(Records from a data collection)
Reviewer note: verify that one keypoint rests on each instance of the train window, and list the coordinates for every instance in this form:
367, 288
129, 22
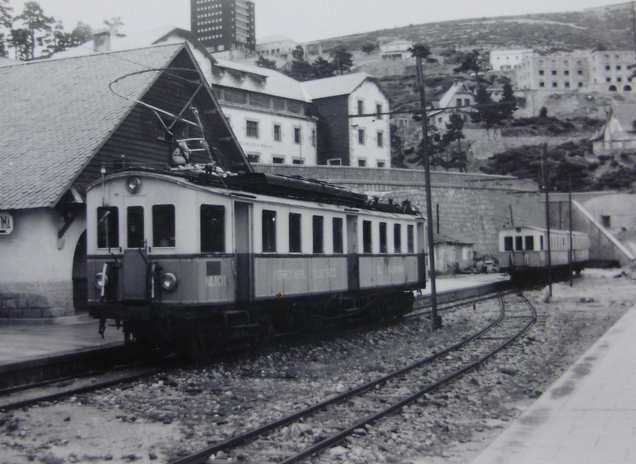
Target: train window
507, 243
107, 227
383, 247
212, 228
269, 231
338, 246
529, 242
294, 233
397, 238
163, 226
318, 227
135, 224
366, 237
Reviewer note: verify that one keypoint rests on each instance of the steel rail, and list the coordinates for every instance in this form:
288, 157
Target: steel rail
202, 455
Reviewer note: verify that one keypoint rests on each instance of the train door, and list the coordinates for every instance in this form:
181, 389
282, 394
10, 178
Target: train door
243, 250
353, 260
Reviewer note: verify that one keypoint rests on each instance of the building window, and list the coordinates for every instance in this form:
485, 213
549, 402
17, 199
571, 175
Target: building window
397, 238
269, 231
135, 225
212, 229
163, 226
338, 246
383, 247
107, 227
294, 233
318, 234
252, 129
366, 237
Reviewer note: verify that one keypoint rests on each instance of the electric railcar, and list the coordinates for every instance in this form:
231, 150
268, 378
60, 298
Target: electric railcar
186, 256
523, 251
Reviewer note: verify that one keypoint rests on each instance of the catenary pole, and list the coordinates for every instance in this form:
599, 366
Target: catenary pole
437, 321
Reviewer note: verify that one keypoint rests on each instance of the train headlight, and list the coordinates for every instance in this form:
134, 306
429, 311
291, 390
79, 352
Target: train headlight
169, 282
101, 280
133, 184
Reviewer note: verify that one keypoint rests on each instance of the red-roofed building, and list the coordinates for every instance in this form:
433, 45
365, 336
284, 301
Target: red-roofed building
63, 121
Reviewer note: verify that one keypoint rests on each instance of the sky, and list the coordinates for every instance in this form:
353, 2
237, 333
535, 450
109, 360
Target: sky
302, 20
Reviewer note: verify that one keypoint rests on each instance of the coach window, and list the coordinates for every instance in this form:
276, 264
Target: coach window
318, 228
107, 227
163, 226
508, 243
383, 247
135, 224
212, 229
529, 242
337, 235
269, 231
295, 243
366, 237
397, 238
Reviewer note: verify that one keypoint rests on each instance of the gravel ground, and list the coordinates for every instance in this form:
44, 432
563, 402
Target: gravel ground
163, 417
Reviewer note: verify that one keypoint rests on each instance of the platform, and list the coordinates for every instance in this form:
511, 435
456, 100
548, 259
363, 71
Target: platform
587, 417
32, 339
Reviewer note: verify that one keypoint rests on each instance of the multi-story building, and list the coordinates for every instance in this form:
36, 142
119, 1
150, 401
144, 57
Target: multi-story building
611, 71
269, 112
354, 129
506, 60
557, 72
223, 25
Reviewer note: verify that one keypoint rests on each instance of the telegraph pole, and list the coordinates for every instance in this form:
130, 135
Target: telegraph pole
437, 320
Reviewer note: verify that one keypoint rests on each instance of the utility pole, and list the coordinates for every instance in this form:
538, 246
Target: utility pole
547, 211
437, 320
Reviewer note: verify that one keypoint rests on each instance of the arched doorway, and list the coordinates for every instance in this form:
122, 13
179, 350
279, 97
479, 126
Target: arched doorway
80, 277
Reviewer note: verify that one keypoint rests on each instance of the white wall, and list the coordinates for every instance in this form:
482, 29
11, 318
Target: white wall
369, 152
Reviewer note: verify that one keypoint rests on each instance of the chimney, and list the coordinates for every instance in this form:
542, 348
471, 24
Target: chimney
101, 41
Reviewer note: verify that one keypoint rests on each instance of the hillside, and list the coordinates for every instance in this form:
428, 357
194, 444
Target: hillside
609, 27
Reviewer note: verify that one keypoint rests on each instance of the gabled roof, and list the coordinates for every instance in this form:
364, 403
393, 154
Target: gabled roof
338, 85
257, 79
56, 114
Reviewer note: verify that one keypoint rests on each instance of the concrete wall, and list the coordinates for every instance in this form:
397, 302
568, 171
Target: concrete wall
37, 268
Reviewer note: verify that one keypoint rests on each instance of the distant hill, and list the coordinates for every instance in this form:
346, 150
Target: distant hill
609, 27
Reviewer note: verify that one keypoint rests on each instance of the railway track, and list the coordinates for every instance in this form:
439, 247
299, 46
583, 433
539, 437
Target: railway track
327, 423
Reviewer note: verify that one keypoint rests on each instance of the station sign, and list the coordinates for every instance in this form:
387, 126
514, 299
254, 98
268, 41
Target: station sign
6, 223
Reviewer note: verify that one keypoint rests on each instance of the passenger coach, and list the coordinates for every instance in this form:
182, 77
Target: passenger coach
524, 250
183, 252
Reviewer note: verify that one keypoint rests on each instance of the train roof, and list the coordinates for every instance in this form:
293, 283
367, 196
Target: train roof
519, 229
277, 185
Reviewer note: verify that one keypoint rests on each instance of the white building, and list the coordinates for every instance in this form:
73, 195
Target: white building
354, 130
506, 60
269, 112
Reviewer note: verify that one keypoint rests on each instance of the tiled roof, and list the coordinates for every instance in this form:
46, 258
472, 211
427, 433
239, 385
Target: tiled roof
55, 114
335, 86
274, 82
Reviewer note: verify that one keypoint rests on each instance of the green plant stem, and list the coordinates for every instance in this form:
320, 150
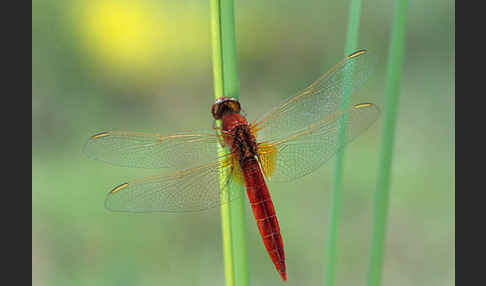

> **Problem description**:
Without the pictures, give the entries above back exactly.

> **Response to the task**:
Reviewer note: verify that one keypoint rests on each instance of the train window, and list the coordinates for every instance in this form:
367, 288
129, 22
Target: train window
507, 243
107, 227
383, 247
212, 228
269, 231
338, 246
529, 242
294, 233
397, 238
163, 226
318, 227
135, 224
366, 237
Reviewer note: verify that one keypoint rests on each instance of the steel rail, and list the coordinates for every instance in this form:
288, 157
Target: steel rail
202, 455
Reviewer note: verify that one keypoint rests on each instance of the train door, and list the coordinates for every instance in this form:
181, 389
282, 394
10, 178
Target: train door
243, 250
353, 260
Reviewer note: verify that one keypoint rests on each instance of the building window, and list the coordinates for every instance in this form:
485, 213
549, 402
17, 199
571, 175
Target: building window
397, 238
269, 231
135, 225
212, 229
163, 226
338, 246
383, 247
107, 227
294, 233
318, 234
252, 129
366, 237
Reviewer note: verify that one keypoint rests on each instance of the electric railcar, and list the coordinates for every instance in this form:
231, 150
268, 378
60, 298
Target: electric railcar
186, 256
523, 251
Reviewer note: verify that one keypoint rests on each instance of the catenary pole, and list the coordinates for every instance in this form:
599, 366
Target: catenary pole
437, 321
Reviewer note: verify that one keypoint rests on each instance of the train headlight, and list the coordinates for every instance in this form:
134, 306
429, 311
291, 390
79, 352
Target: train headlight
169, 282
101, 280
133, 184
Reviewer note: verify that one keypoint rests on each instance of the red-roofed building, and list the coordinates for every instance in this form:
433, 45
365, 336
284, 301
Target: red-roofed building
63, 121
Reviewer note: verify that one keypoint rests on each instance of the sky, and list the coordinates for every instance in this form:
353, 2
237, 333
535, 450
109, 360
Target: sky
302, 20
Reviewer note: verify that one keypoint rests on each instance of the coach window, and list the coordinates for every instance in this form:
276, 264
Target: coach window
318, 228
107, 227
163, 226
508, 243
383, 247
135, 224
212, 229
529, 242
337, 235
269, 231
295, 243
366, 237
397, 238
Reviewer note: verify that one keypoint rests on each instance of the gravel ground, and list the coordinates for every instance in this form:
44, 432
563, 402
Target: gravel ground
163, 417
Reviewer note: verify that one keypoint rests on each instance of the platform, and list the coordinates for every instance in this form:
511, 435
456, 100
548, 259
363, 71
Target: platform
587, 417
32, 339
Reviewer note: verify that one keypoint rests on each instance of the multi-story building, and list the coordinates for every instance in this form:
36, 142
119, 1
150, 401
144, 57
Target: multi-story building
611, 71
269, 112
354, 129
506, 60
557, 72
223, 25
Reviewer note: verify that one keypoint rests on each instance of the telegraph pole, and list the coordinates for every instance in this form:
130, 135
Target: telegraph pole
437, 320
Reviewer note: verify that one keypoint rests on each instance of the utility pole, and list the coordinates for every instance in this form:
538, 246
Target: utility pole
547, 211
437, 320
Reviewer note: verify that one keypoint rests on each instance of the arched doorway, and list the coordinates for every instance in this form:
122, 13
179, 350
279, 97
479, 126
Target: arched doorway
80, 277
Reviewer note: verify that one keypoint rests on each instance of the white wall, and list the coordinates for every instance in this form:
482, 29
11, 318
Target: white wall
369, 152
Reviewer note: verify that one keypoint rests on each instance of the chimney, and list the coordinates for every instance in this form:
542, 348
471, 24
Target: chimney
101, 41
Reviewer note: verify that one keypoint rests on each instance of the hillside, and list the coordinates for every instance in this form:
428, 357
194, 444
Target: hillside
609, 27
Reviewer note: verify that one keypoint rests on each instance of the gabled roof, and list the coordinates for every instance in this form:
364, 403
393, 154
Target: gabled roof
338, 85
257, 79
56, 114
Reviewer note: verify that one keypoint rests on each instance of the concrete wall, and list the coordinates for every instance in this form:
397, 302
568, 171
Target: concrete wall
37, 268
Reviewer note: verify that one keypoint rests on each instance of the distant hill, and list the coordinates for every instance in this form:
346, 150
Target: distant hill
609, 27
Reviewer note: verify that one keypoint rests on each instance of the railway track, and list the coordinates for every instance in this form:
439, 247
299, 46
583, 433
539, 437
Target: railway track
327, 423
Reviewer note: verify that one keypoint rests on each instance of the station sign, and list the coordinates for every instance in this form:
387, 126
514, 299
254, 98
268, 41
Target: station sign
6, 223
Reviewer note: verify that one keypoint rests on each instance of the passenger coach, and list the coordinates for every instance in this form:
182, 77
Target: passenger coach
524, 250
183, 252
Reviewer note: verify that one keypoint rests on each instance of the train roof, and list the coordinates for every instance in this form:
293, 283
367, 196
Target: train roof
519, 229
277, 185
Reviewer note: verify that one keypoint rests on each instance of the white building, and list the coordinates for every instance in this form:
73, 195
Target: white building
354, 130
506, 60
269, 112
Reviewer note: verify that one keypoint rests on each instance of the tiled roof, and list the coordinates for every instance in this form:
46, 258
472, 211
427, 433
239, 385
Target: tiled roof
55, 114
335, 86
274, 82
Reviewer note: verify that one keypoint rests on each instance of the green plant stem, and list the coordinates for every instance in this form:
320, 150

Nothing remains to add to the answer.